◆ PROBLEM A
Tally the lines in the records below that contain the string "points", with case counting. Give only the number.

◆ EXCERPTED TEXT
I don't think there is a blanket prohibition against anger; note that the portion in bold in Matt 5:22 is omitted from the Critical Text and the modern versions (or doubted in the margins):


Matt 5:22 But I say unto you, That whosoever is angry with his brother *without a cause* shall be in danger of the judgment

Eph 4:26-27 Be ye angry, and sin not: let not the sun go down upon your wrath: Neither give place to the devil


----------



## ThyWord IsTruth (Sep 2, 2013)

KMK said:


> Calvin:
> 
> 
> 
> > Moses does not add the mind, but mentions only the heart, and the soul, and the strength; and though the present division into four clauses is more full, yet it does not alter the sense. For while Moses intends to teach generally that God ought to be perfectly loved, and that whatever powers belong to men ought to be devoted to this object, he reckoned it enough, after mentioning the soul and the heart, to add the strength, that he might not leave any part of us uninfluenced by the love of God; and we know also that under the word heart the Hebrews sometimes include the mind, “L’entendement;” — “the understanding.” particularly when it is joined to the word soul What is the difference between the mind and the heart, both in this passage and in Matthew, I do not trouble myself to inquire, except that I consider the mind to denote the loftier abode of reason, from which all our thoughts and deliberations flow.



Thank you.


----------

◆ RECORDS SHOWN
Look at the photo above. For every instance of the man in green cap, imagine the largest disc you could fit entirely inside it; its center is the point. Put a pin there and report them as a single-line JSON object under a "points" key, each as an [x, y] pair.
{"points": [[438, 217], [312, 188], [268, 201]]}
...
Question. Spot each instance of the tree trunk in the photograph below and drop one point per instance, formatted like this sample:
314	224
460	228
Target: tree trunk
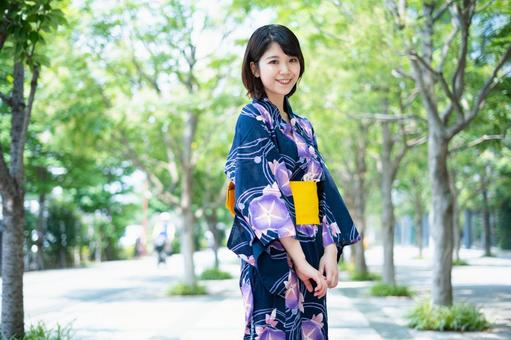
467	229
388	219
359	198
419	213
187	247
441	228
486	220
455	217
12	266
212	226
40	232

◆ PROBLEM B
Write out the part of the forum excerpt that begins at the words "Matt 5:22 But" and stops after "(Sep 2, 2013)".

◆ CORRECT RESPONSE A
2

◆ CORRECT RESPONSE B
Matt 5:22 But I say unto you, That whosoever is angry with his brother *without a cause* shall be in danger of the judgment

Eph 4:26-27 Be ye angry, and sin not: let not the sun go down upon your wrath: Neither give place to the devil


----------



## ThyWord IsTruth (Sep 2, 2013)